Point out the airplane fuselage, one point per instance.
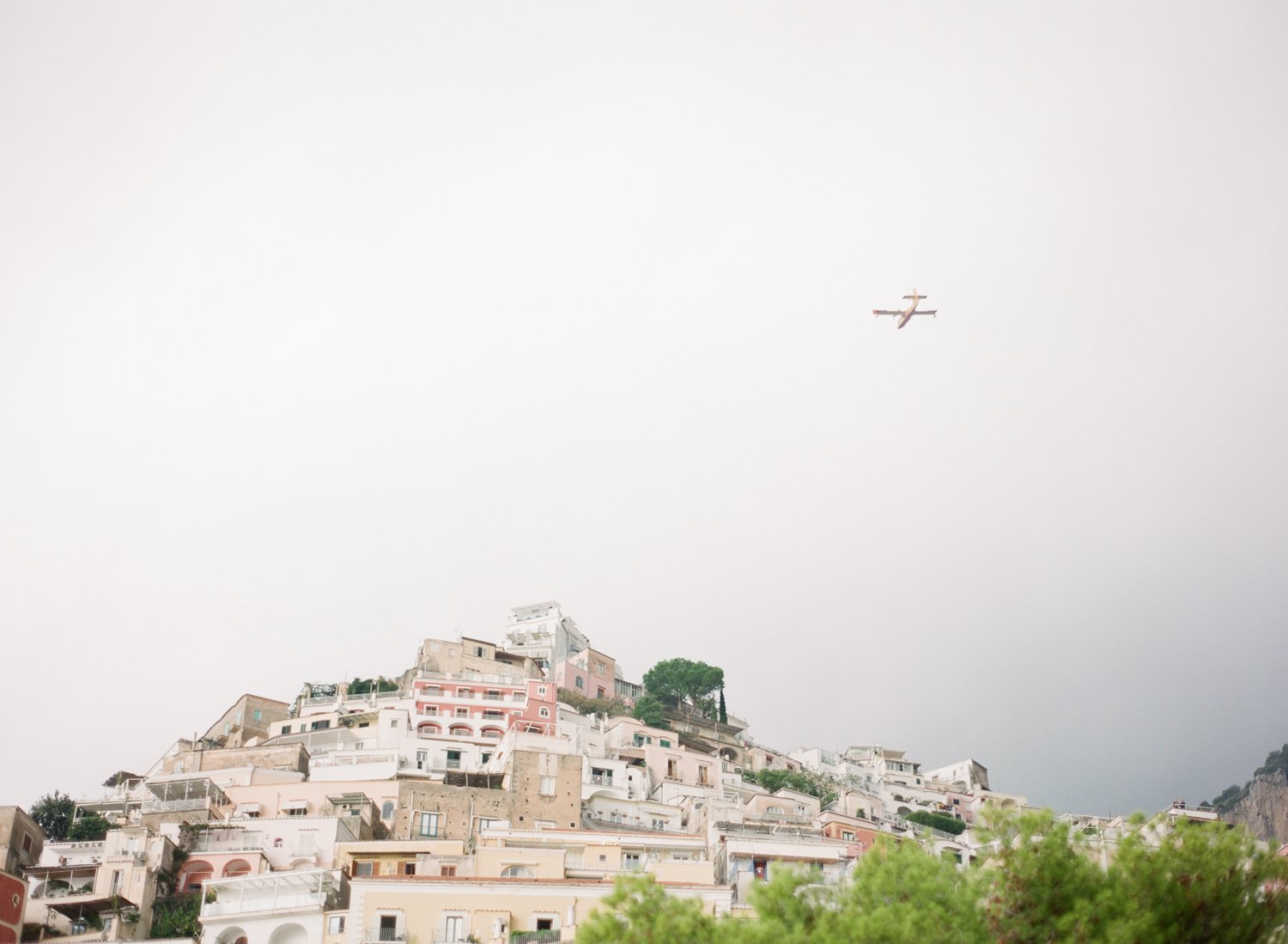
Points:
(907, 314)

---

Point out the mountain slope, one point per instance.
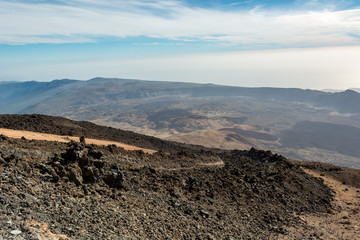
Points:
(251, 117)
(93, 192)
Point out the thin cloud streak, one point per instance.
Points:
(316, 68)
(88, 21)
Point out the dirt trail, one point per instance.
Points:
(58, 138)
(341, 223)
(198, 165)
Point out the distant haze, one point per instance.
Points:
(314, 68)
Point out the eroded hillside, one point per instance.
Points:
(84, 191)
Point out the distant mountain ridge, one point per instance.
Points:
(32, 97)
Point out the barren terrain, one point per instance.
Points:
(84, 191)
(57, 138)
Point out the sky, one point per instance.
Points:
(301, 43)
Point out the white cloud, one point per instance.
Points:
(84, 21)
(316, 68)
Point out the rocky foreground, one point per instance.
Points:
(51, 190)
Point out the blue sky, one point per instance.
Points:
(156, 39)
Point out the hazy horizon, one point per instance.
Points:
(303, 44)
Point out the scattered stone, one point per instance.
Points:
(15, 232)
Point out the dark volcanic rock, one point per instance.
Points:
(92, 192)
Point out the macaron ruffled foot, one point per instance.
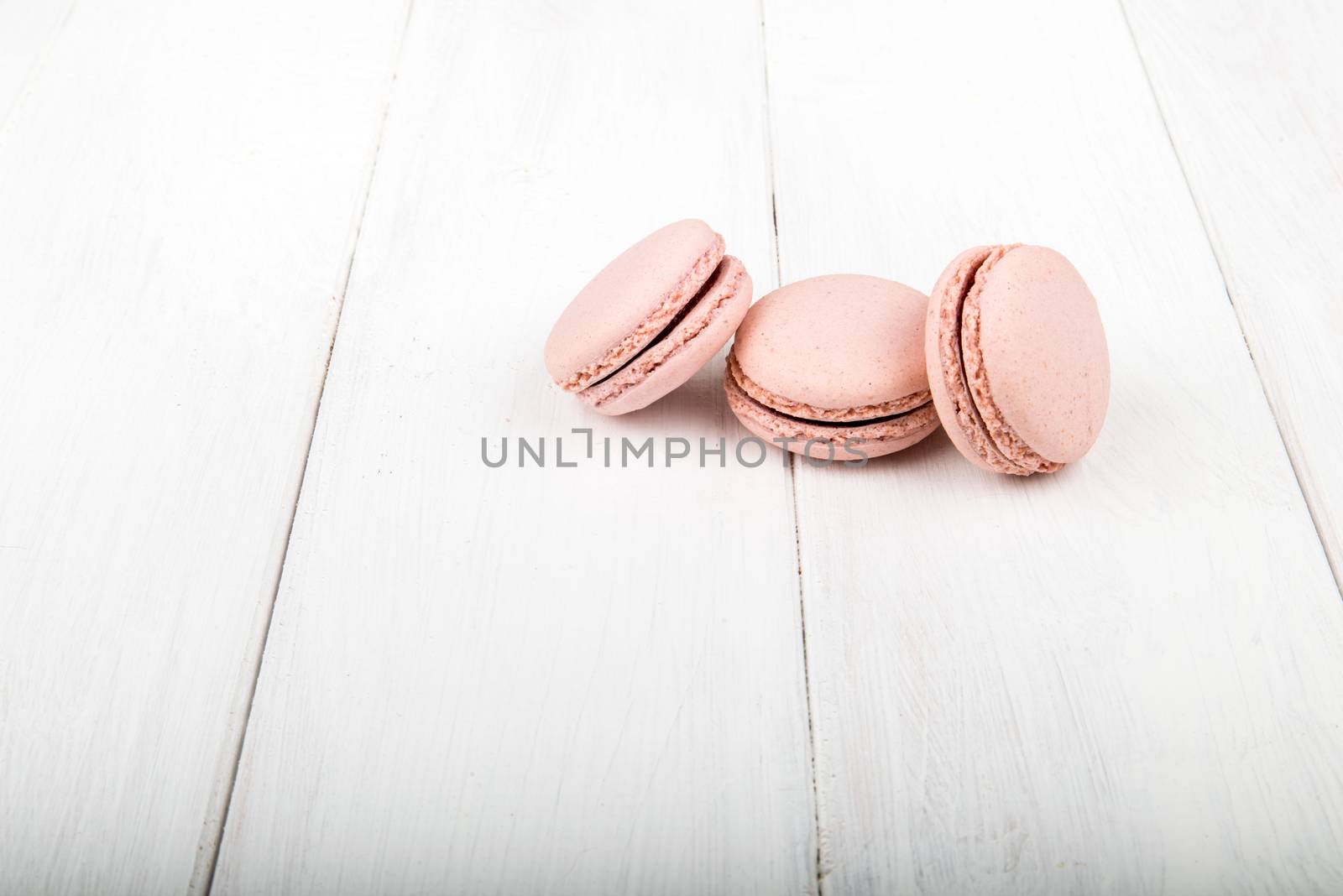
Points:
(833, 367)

> [Description of the task]: Only the lines holding "mountain" are wanted, so copy each of them from the material.

> [Your solution]:
Point out the mountain slope, one point per instance.
Point out the distant mountain ridge, one point per instance.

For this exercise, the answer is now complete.